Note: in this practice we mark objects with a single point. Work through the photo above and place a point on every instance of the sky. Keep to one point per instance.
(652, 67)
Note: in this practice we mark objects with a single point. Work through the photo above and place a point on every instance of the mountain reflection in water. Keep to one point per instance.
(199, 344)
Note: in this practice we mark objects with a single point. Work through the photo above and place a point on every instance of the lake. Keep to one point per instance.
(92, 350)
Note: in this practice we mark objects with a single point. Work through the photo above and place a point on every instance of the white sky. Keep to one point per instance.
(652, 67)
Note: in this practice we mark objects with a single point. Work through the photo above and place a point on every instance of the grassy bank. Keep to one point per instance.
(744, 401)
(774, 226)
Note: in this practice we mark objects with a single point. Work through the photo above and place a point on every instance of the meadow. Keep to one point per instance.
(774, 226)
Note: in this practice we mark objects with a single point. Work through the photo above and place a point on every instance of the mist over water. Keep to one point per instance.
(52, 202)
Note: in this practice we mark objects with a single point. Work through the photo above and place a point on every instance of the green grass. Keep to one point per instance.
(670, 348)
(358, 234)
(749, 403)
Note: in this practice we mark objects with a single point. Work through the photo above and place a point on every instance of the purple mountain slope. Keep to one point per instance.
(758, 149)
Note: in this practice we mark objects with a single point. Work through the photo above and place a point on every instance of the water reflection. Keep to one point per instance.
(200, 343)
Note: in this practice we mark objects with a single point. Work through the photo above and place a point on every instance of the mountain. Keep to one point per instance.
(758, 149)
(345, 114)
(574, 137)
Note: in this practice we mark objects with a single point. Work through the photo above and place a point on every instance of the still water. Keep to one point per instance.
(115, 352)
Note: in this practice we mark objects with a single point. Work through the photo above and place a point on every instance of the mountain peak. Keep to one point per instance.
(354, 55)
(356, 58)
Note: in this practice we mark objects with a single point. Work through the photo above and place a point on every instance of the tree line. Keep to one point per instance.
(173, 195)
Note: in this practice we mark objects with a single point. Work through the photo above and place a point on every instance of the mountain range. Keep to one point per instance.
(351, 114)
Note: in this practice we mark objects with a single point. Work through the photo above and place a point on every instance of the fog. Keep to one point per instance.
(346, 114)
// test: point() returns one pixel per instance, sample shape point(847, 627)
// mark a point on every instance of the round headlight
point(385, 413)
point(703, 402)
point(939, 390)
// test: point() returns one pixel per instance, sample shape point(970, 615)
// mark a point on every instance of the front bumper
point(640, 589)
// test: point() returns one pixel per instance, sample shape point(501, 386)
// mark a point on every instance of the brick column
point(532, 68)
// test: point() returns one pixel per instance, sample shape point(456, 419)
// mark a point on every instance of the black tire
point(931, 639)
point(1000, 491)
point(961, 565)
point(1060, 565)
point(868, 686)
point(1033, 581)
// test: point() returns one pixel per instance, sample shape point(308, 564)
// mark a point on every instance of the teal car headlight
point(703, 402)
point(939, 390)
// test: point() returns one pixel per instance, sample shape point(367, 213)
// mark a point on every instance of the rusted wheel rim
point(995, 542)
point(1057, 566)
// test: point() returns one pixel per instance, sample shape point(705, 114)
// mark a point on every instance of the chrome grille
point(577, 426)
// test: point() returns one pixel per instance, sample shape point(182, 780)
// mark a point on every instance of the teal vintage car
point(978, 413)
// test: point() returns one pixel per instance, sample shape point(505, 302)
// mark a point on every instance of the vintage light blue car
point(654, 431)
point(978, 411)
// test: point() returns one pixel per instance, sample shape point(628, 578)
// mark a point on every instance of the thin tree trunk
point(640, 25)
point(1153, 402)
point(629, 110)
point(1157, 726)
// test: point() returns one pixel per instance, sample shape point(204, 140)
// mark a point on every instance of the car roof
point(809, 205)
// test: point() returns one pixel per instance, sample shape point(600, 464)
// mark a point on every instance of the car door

=-=-=

Rewrite all of the data above, replacing every "instance" with "occurrence" and leaving everything else unchanged.

— EXERCISE OUTPUT —
Note: in this practice we mark objects with a single point. Work through the photo above and place a point on every occurrence of the sky. Keep to one point per occurrence.
(652, 67)
Note: in this practice we mark objects with a single point. Work through the photo above and place a point on every occurrence of the mountain reflection in water. Keep to one point per occurrence.
(199, 344)
Note: in this practice we mark objects with a single point. Work through the photo above and place a point on every occurrence of the lake. Keep to one point per occurrence.
(92, 350)
Note: in this practice we mark objects with a single point. Work through the photo above and place a point on every occurrence of the white sky. Keep to one point per occurrence.
(652, 67)
Note: in this practice we mark objects with a single point. Work through the photo above and place a point on every occurrence of the grassy bank. Keep to one point per occurrence.
(744, 401)
(774, 226)
Note: in this practice we mark objects with a single point. Work through the photo above and place a point on every occurrence of the meadow. Keep to one point per occurrence.
(774, 226)
Note: in this practice we mark objects with a single point. Work through the photo above and place a point on every occurrence of the mist over water. Keep to one point per occurrence.
(52, 202)
Note: in this practice we mark objects with a single point. Work through the photo above and place a point on every occurrence of the green grass. Keep to one point per occurrence.
(670, 348)
(358, 234)
(749, 403)
Note: in this practice we mark objects with a single point. Work through the photo above and place a point on every occurrence of the purple mountain slope. Keep to one point per occurrence.
(758, 149)
Note: in this practice we mark objects with a single point. Work through the photo above and place a point on every occurrence of the water reflection. Keep to one point per occurrence.
(200, 343)
Note: in this practice we mark objects with a single point. Work through the photo above and place a point on every occurrence of the mountain. Keep to one point per occurrence.
(758, 149)
(345, 114)
(574, 137)
Note: in this practice we mark objects with a single point. Work through the photo above and place a point on every occurrence of the still water. Keep to one point per occurrence.
(115, 352)
Note: in this practice we mark objects with a single point. Work through the photo above and place a point on every occurrence of the mountain peak. Keep to one point per occurrence.
(354, 55)
(356, 58)
Note: in this practice we mark objects with a single point. Work through the photo above and place a point on every occurrence of the tree line. Keep to one point per occurrence.
(173, 195)
Note: in this practice we mark objects with a single point. Work through the photo above and place a point on every occurrence of the mountain range. Keep to one point per occurrence.
(351, 114)
Note: in this practice we mark objects with a single point. Work through the photo above and place a point on every occurrence of the fog. Keep to one point per occurrence.
(346, 114)
// test: point() returns one pixel per occurrence, sample shape point(847, 627)
// mark a point on every occurrence of the round headlight
point(385, 413)
point(703, 402)
point(939, 390)
// test: point() returns one pixel per occurrence, sample shape point(970, 615)
// mark a point on every occurrence of the front bumper
point(640, 589)
// test: point() returns one pixel per occurrence, sample shape point(501, 386)
// mark a point on every occurrence of the brick column
point(532, 68)
// test: point() returns one pixel per occurrence, sample shape point(456, 419)
// mark a point on every occurrence of the black tire
point(931, 639)
point(1000, 491)
point(961, 565)
point(1060, 565)
point(868, 686)
point(1033, 581)
// test: point() returns one pixel per occurrence, sample shape point(308, 564)
// mark a point on every occurrence of the teal car headlight
point(703, 402)
point(939, 390)
// test: point() returns one pixel per occurrence, sample shape point(367, 213)
// mark a point on every occurrence of the rusted wheel rim
point(995, 542)
point(1057, 566)
// test: point() returns one pixel per occurrence, sample shape point(705, 114)
// mark a point on every occurrence of the chrome grille
point(577, 426)
// test: point() returns one pixel per occurrence, sample shape point(182, 780)
// mark a point on every occurrence of the teal vintage car
point(978, 413)
// test: point() returns one pixel per occurrence, sample shape point(505, 302)
// mark a point on every occurrence of the vintage light blue car
point(654, 431)
point(978, 411)
// test: point() returns one pixel per occurrence, sample shape point(628, 578)
// mark a point on every occurrence of the thin tree trunk
point(640, 25)
point(1153, 402)
point(629, 110)
point(1157, 726)
// test: point() returns one pixel per occurrence, sample shape point(204, 140)
// mark a point on every occurrence of the car roof
point(809, 205)
// test: point() returns one pixel per occurrence, sample shape point(600, 464)
// mark a point on every occurrence of the car door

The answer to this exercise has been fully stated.